TAREFAS A FAZER
A – Responda a estas perguntas sobre o trecho que trata da análise de solos:
(i) Que tipo de amostragem foi usado nos dados das parcelas do PA Cabelo de Negro?
(ii) Por qual método foi feita a análise granulométrica?
(iii) Por qual processo foi determinado o carbono orgânico?
B – Dê continuidade ao trecho sobre a análise de solos nos assentamentos, começando logo após a última linha apresentada.

TRECHO DO TEXTO
Os dados das parcelas foram analisados utilizando-se formulários da amostragem casual estratificada para o PA Cabelo de Negro e amostragem casual simples, para os demais PAs. Os dados dos questionários foram analisados descritivamente, além de realizadas simulações do retorno econômico da comercialização de alguns produtos obtidos nos assentamentos.
Solos
Foram descritos perfis dos solos mais representativos e coletadas amostras dos horizontes, as quais foram submetidas às análises física e química, segundo o Manual de Análise de Solos (EMBRAPA, 1997), sendo determinados:
- pH em água e KCl, por potenciometria
- cálcio e magnésio, extraídos com KCl 1N, por absorção atômica
- potássio e sódio, por fotometria, com extrator Mehlich
- alumínio trocável, por volumetria, extraído com KCl 1N e titulado com hidróxido de sódio
- acidez potencial, extraída com acetato de sódio tamponada a pH 7,0 e determinada volumetricamente com solução de NaOH, em presença de fenolftaleína como indicador
- fósforo disponível, pelo método colorimétrico, usando-se extrator Mehlich
- microelementos, por absorção atômica, extraídos com Mehlich
- carbono orgânico, pelo processo de Walkley-Black
- análise granulométrica, pelo método da pipeta
- densidade da partícula, utilizando-se álcool etílico
- argila dispersa na água.

Itens do conjunto de dados:
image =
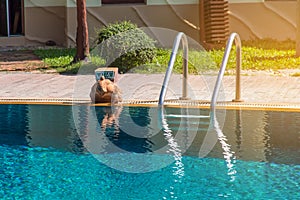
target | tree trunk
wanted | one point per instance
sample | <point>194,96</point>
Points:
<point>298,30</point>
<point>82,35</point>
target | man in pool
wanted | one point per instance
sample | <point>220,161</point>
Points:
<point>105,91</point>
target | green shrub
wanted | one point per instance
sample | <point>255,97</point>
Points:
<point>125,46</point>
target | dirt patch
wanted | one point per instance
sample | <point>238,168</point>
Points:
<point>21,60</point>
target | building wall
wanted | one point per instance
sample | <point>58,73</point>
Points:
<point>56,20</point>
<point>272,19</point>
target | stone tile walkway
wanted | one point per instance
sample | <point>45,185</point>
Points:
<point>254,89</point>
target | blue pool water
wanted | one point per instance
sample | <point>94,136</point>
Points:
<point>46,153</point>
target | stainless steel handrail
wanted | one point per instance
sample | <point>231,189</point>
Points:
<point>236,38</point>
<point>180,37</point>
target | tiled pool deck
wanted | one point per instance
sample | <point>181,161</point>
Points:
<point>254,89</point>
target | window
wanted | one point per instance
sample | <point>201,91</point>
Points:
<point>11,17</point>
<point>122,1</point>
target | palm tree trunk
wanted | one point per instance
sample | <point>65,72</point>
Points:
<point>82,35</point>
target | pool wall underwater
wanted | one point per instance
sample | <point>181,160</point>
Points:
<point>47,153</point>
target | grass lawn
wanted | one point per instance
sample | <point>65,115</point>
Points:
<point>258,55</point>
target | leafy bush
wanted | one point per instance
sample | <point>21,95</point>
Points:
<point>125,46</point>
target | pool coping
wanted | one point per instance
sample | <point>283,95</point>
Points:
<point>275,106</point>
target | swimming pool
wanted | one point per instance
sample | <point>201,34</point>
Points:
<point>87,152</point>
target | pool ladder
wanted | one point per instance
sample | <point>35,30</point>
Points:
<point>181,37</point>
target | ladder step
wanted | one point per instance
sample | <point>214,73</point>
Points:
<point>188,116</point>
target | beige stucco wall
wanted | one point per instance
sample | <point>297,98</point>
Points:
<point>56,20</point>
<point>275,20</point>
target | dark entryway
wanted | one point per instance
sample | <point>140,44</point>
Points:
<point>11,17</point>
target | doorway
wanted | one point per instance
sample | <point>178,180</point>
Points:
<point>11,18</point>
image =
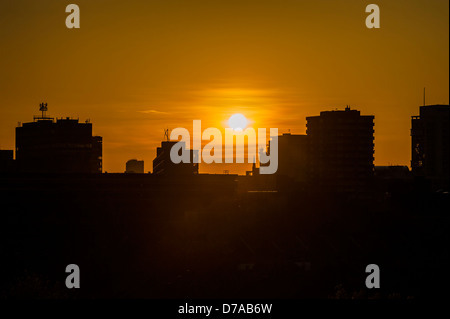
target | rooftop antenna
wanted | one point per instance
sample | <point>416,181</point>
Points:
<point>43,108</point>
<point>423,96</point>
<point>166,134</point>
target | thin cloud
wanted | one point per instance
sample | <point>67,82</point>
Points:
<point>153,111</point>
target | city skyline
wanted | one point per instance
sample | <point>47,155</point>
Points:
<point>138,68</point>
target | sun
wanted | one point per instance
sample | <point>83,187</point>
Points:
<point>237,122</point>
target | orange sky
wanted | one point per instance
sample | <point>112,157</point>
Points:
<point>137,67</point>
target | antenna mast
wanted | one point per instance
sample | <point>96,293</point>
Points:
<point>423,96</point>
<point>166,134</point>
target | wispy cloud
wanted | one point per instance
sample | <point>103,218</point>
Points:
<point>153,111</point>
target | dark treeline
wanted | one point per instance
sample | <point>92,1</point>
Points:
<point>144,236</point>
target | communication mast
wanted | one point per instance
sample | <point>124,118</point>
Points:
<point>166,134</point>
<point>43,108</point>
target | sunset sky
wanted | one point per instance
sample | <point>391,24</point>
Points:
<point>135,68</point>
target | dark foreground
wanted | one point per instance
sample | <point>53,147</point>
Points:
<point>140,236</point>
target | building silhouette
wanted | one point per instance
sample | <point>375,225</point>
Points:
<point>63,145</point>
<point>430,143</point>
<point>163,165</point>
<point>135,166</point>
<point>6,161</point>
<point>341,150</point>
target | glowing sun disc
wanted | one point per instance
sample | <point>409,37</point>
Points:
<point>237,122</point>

RESPOSTAS EM ORDEM
A –
(i) Amostragem casual estratificada.
(ii) Pelo método da pipeta.
(iii) Pelo processo de Walkley-Black.

B –
Os solos foram classificados conforme normas do Sistema Brasileiro de Classificação de Solos (EMBRAPA, 1999).
RESULTADOS E DISCUSSÃO
Água
O acesso a este recurso se dá basicamente sob a forma de poços tubulares. Das dez áreas estudadas, Aurora da Serra, Cabelo de Negro e Canto Comprido, não possuem fontes próprias de abastecimento de água, enquanto Cordão Sombra, Esperança e Lagoa Vermelha, não apresentam água em quantidade e/ou qualidade satisfatória.
Para o consumo humano, os resultados das análises das águas (Tabela 4) demonstram que, considerando-se apenas parâmetros físico-químicos, somente os assentamentos Mulunguzinho e Soledade não apresentaram nenhuma restrição. Pode-se verificar que os três poços tubulares mais profundos apresentaram as maiores vazões e água de melhor qualidade, devido ao fato de explorarem o aqüífero do Arenito Açu.
Em relação ao seu uso na agricultura, apenas quatro projetos possuem sistemas de irrigação; os demais assentamentos apresentaram insuficiente oferta de água, porém todas as águas utilizadas indicaram restrição de uso na irrigação. Com relação ao risco de salinização e segundo a classificação da UCCC, apenas Soledade não apresentou problema, enquanto as demais foram classificadas como de médio risco (Tabela 5).
Mata
Os resultados das análises estatísticas em relação às tipologias florestais (estratos) estão sumariados na Tabela 6 e, para cada um dos PAs, na Tabela 7. As áreas com presença do estrato Tipo 2 apresentaram baixa densidade florística, o que as enquadra como prioritárias num processo de conservação; já o estrato florestal mais comum foi o arbustivo-arbóreo fechado, compreendendo 75% das parcelas lançadas.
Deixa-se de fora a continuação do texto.